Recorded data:
%%

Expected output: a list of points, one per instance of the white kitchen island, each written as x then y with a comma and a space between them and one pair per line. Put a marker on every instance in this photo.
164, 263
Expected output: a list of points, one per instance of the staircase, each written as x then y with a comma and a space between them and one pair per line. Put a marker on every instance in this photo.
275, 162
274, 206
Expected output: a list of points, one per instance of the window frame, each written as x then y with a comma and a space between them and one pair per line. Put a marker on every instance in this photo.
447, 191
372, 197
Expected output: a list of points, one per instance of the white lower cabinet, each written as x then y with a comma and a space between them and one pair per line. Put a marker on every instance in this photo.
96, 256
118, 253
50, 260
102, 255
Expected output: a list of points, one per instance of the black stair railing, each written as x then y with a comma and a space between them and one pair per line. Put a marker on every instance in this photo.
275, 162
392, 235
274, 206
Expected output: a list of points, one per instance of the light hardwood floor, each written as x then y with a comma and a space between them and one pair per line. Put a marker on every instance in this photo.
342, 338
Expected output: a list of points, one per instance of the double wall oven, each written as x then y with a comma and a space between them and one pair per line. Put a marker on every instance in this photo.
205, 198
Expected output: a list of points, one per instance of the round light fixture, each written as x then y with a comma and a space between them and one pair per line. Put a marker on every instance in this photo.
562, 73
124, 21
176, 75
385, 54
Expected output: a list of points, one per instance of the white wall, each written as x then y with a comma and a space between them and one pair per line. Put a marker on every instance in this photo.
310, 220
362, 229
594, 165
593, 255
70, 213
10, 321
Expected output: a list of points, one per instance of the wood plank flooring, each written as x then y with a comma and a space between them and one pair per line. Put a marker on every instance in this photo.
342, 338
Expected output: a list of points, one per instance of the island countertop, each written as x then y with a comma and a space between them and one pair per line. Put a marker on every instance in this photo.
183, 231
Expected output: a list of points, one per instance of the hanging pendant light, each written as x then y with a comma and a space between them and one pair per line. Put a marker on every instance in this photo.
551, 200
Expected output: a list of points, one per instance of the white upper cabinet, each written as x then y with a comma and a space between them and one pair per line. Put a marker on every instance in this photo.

%%

Prompt:
Output every record exactly as written, with nothing dropped.

Expected answer:
Expected output: a list of points, one per instance of the white kitchen island, each written as x then y with a comma and a space between them and one pair per line. Put a marker on every instance in this photo.
164, 263
Expected output: a list of points, one per instance of the staircase, each written as x then y with a comma and a space between them and one pair per line. Put a marker on every instance in this photo.
275, 162
274, 206
Expected output: a list of points, one per instance of the window frame, each written as x then y with a comma and a space between them and one pair per line. Put a marker on every instance in this photo.
447, 191
372, 197
Expected output: a list of points, one per instance of the white lower cabinet, each written as x then y with a comma and a space between them and one pair per line. Put a marker on every instance in this photo.
96, 256
118, 253
50, 260
102, 255
Expected output: a list of points, one per instance of the black stair railing, each written as x then y with a comma and a space between them and one pair per line. Put a marker on every instance in this photo.
275, 162
392, 235
274, 206
Expected output: a list of points, one per instance of the light hardwood floor, each written as x then y with a comma and a space between them and one pair per line. Put a marker on every instance in this photo.
342, 338
Expected output: a list of points, one per instance of the double wall oven, each written as x then y with a comma and a space between them and one pair per line. Put a marker on every instance in this photo.
205, 198
Expected output: a list of points, one per instance of the round light fixture, each written as x then y with a comma and a space between them and one pair per line. Put a marker on every instance in this photo.
562, 73
124, 21
176, 75
385, 54
Expected output: a list of points, one per instance of the white wall, each written as x then y with a comma and a space between them and one pair per line. Put a marker on every instance in this photo.
310, 220
362, 229
594, 165
593, 255
70, 213
10, 321
Expected output: a list of points, one per instance of the wood plank flooring, each written as x then y with a comma and a space between them and one pair per line. Put a marker on every instance in this photo.
342, 338
Expected output: a list of points, one per instance of the island countertop, each written as x then y with a comma and a space between them and one pair per line. Put a marker on every instance in this photo.
183, 231
Expected output: a list of points, one per instance of the hanging pendant light, each written as x then y with a comma and a space between them and one pair per line. Put a marker on every instance in this photo.
551, 200
Expected output: a list of points, one per instance of the white upper cabinet, each written as x then y with a comma and a space between them and one pair per line. Put a marker on every instance in this photo.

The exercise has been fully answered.